- Description of the task: Copy every one of the records below word for word, leaving the pictures out of your answer.

- Data for the task:
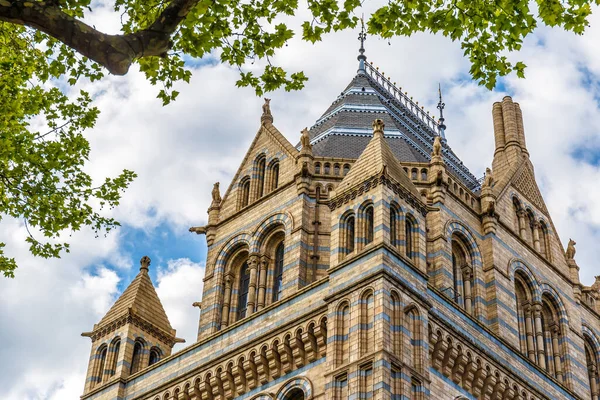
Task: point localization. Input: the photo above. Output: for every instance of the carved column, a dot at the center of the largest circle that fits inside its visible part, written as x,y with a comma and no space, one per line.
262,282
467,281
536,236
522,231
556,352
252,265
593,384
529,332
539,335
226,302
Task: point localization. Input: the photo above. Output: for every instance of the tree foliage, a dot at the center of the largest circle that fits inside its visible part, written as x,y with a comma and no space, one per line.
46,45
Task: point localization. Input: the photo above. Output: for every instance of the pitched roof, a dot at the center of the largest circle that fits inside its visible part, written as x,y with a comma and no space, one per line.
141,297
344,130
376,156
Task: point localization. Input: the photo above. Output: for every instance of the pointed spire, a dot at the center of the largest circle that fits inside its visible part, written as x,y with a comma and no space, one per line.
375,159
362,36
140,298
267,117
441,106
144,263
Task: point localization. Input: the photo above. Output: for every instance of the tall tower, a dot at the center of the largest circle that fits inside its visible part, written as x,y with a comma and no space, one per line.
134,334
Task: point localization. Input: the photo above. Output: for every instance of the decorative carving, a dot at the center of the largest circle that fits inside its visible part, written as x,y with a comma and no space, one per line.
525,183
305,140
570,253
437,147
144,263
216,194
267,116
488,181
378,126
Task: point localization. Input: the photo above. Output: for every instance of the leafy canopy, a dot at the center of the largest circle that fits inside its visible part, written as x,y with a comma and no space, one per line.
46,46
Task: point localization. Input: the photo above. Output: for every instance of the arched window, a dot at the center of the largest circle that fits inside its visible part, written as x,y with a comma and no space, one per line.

- Correct output:
Task: point localization. Input: the photo above. Output: for every instance of the carved column, a dot at the center of the largest circle that fits inside its visible part, written as x,y with a comma and no space, one per line.
262,282
467,281
536,236
522,231
556,352
252,265
593,384
529,332
539,335
226,302
Task: point localization. Input: the photo above. Output: for every instance of the tree foliage, a dot at the center of the largest circle that fits inside its visible part, written as x,y with a comma and no space, one per line.
46,45
Task: point localization. Input: the photo above. Output: for every instance of the pitched roof, a dot at the center of the largest circle that fits inside its visible part, written as x,y with a comma and no space, one per line.
141,297
344,130
376,156
Task: point localization. Input: the photo above. Output: for every instance of the pointed spire, a dot at the center of the largest circle that fits inside its visible part, written as x,y with a comma and no space, one per line.
375,159
362,36
140,298
267,117
441,106
144,263
Task: point localization. Input: the photo above. Output: for every instance of the tall tower, a dot at the center of the largest circle that fits inside its visible part, written as x,y with a comma and no space, one per line.
134,334
Task: point localization. Input: the photo above. Output: for every instance of the decorative carving, a dot at the center of the largest circle that fits inside its visible part, written as x,y with a comma and no space, one per line.
525,183
305,140
570,253
437,147
144,263
216,194
267,116
488,181
378,126
Task: point localization. Input: the photo above. Output: for every instance of the leafy canopy, a dot at the center of the largest circle that fits inside its visible part, written as x,y with a comma and no space, one per line.
46,46
Task: point localization. Input: the photo above. Output: for every instance of the arched window, a dot at the center of the largest circle that fits inside its visible part, written as x,y with a comma and no space, one per line.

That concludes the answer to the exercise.